**Tâches à réaliser**
#1 Les affirmations (a), (b) et (c) concordent-elles avec l’extrait sur l’indemnité versée par l’Etat ? Répondez par oui ou non à chacune et citez à l’identique les mots du texte qui tranchent.
(a) Pour bénéficier du programme, les entreprises devront prouver une perte de la moitié de leur chiffre d’affaires mensuel.
(b) Le patronat accueille favorablement le critère de la variation mensuelle du chiffre d’affaires.
(c) Le nombre de salariés concernés atteint déjà 1,5 million.
#2 Renvoyez mot pour mot le passage de l’extrait sur l’indemnité versée par l’Etat qui commence aux mots « Le Comité de » et s’arrête après « leurs charges salariales. ».

**Extrait source**

══════════

Selon nos informations, l’indemnité que l’Etat commencera à distribuer ce 8 avril aux salariés du secteur privé affiliés à la CNSS et en situation de perte d’emploi, devrait connaître un resserrement de critères d’éligibilité pour les entreprises.

Le Comité de veille économique (CVE) à travers son instance technique, envisage, selon nos sources, d’instaurer une mesure non prévue lors des tractations avec le patronat. Pour bénéficier du programme d’assistance, les entreprises devront justifier de la perte de 50 % de leur chiffre d’affaires mensuel.

Jusqu’ici, le nombre de sociétés concernées par l’aide a atteint 134 000 unités, soit 62 % des entreprises affiliées à la CNSS. Celui des salariés concernés, avoisine déjà les 810 000, dont 90 % sont bancarisés, soit 31 % des immatriculations à la Caisse. Ce chiffre, compte tenu de l’ampleur de la crise, pourrait bondir à 1,5 millions de personnes à fin avril, selon diverses estimations concordantes. Nombre d’entreprises sont d’ailleurs toujours en phase d’évaluation de l’impact de la crise sur leur activité et donc sur leurs charges salariales.

Le critère de la variation mensuelle du chiffre d’affaires envisagé par le CVE est très mal reçu par le patronat qui l’estime inapproprié pour mesurer le degré de difficulté des entreprises, et ce faisant la situation de leurs salariés et employés sous contrat insertion qui sont en arrêt provisoire de travail. Il ne prend en effet pas en compte les amplitudes saisonnières ou encore les particularités sectorielles, pour ne souligner que ces exemples. L’approche est donc contestée, d’autant qu’elle devrait être annoncée à postériori de son application, assure-t-on.

══════════

**Jeu de données**
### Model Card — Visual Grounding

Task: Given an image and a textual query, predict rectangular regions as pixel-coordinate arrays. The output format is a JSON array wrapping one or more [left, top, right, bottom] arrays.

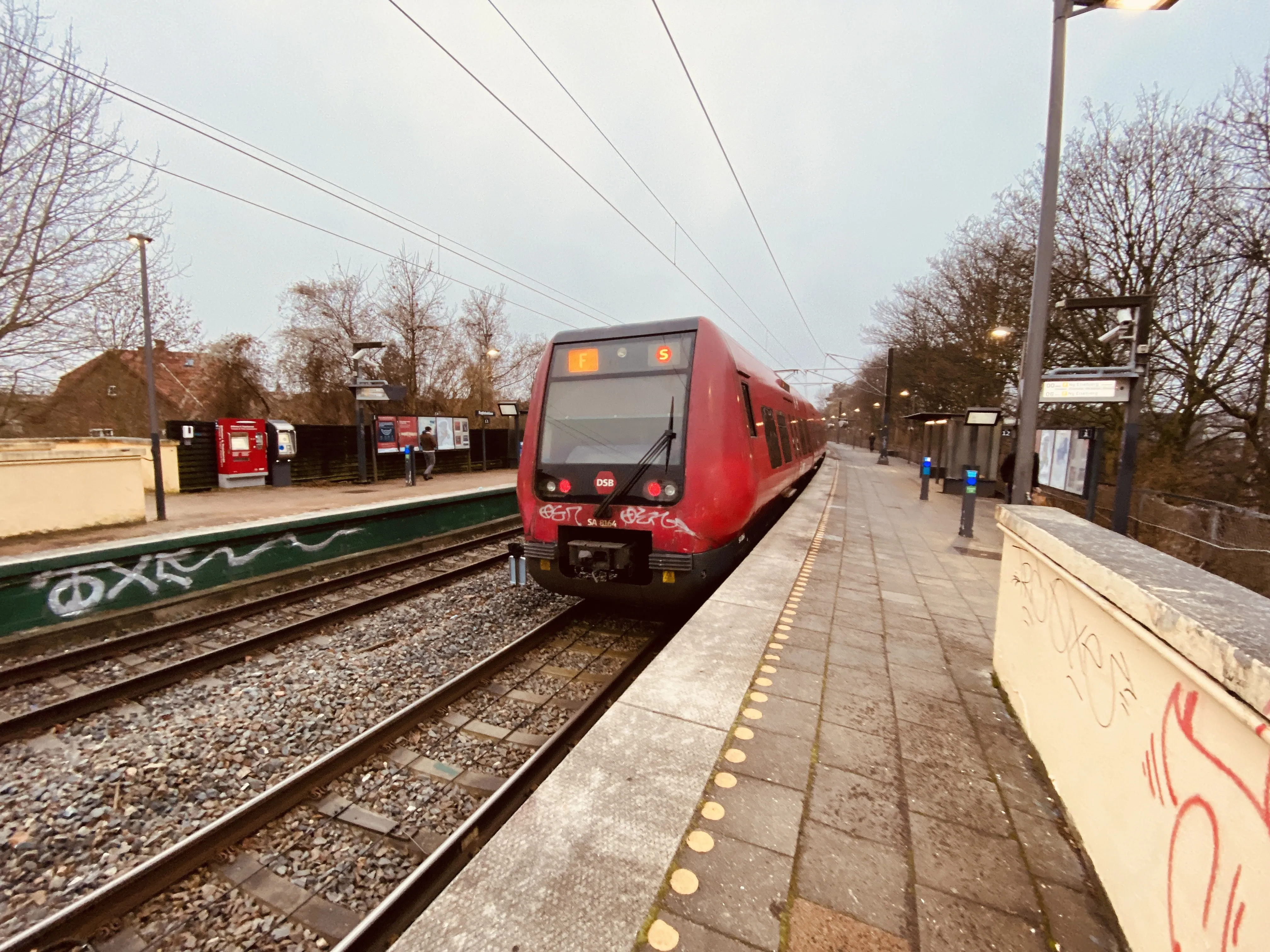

══════════

**Réponses attendues**
#1
(a) Oui : « les entreprises devront justifier de la perte de 50 % de leur chiffre d’affaires mensuel »
(b) Non : « est très mal reçu par le patronat »
(c) Non : « Celui des salariés concernés, avoisine déjà les 810 000 »

#2
Le Comité de veille économique (CVE) à travers son instance technique, envisage, selon nos sources, d’instaurer une mesure non prévue lors des tractations avec le patronat. Pour bénéficier du programme d’assistance, les entreprises devront justifier de la perte de 50 % de leur chiffre d’affaires mensuel.

Jusqu’ici, le nombre de sociétés concernées par l’aide a atteint 134 000 unités, soit 62 % des entreprises affiliées à la CNSS. Celui des salariés concernés, avoisine déjà les 810 000, dont 90 % sont bancarisés, soit 31 % des immatriculations à la Caisse. Ce chiffre, compte tenu de l’ampleur de la crise, pourrait bondir à 1,5 millions de personnes à fin avril, selon diverses estimations concordantes. Nombre d’entreprises sont d’ailleurs toujours en phase d’évaluation de l’impact de la crise sur leur activité et donc sur leurs charges salariales.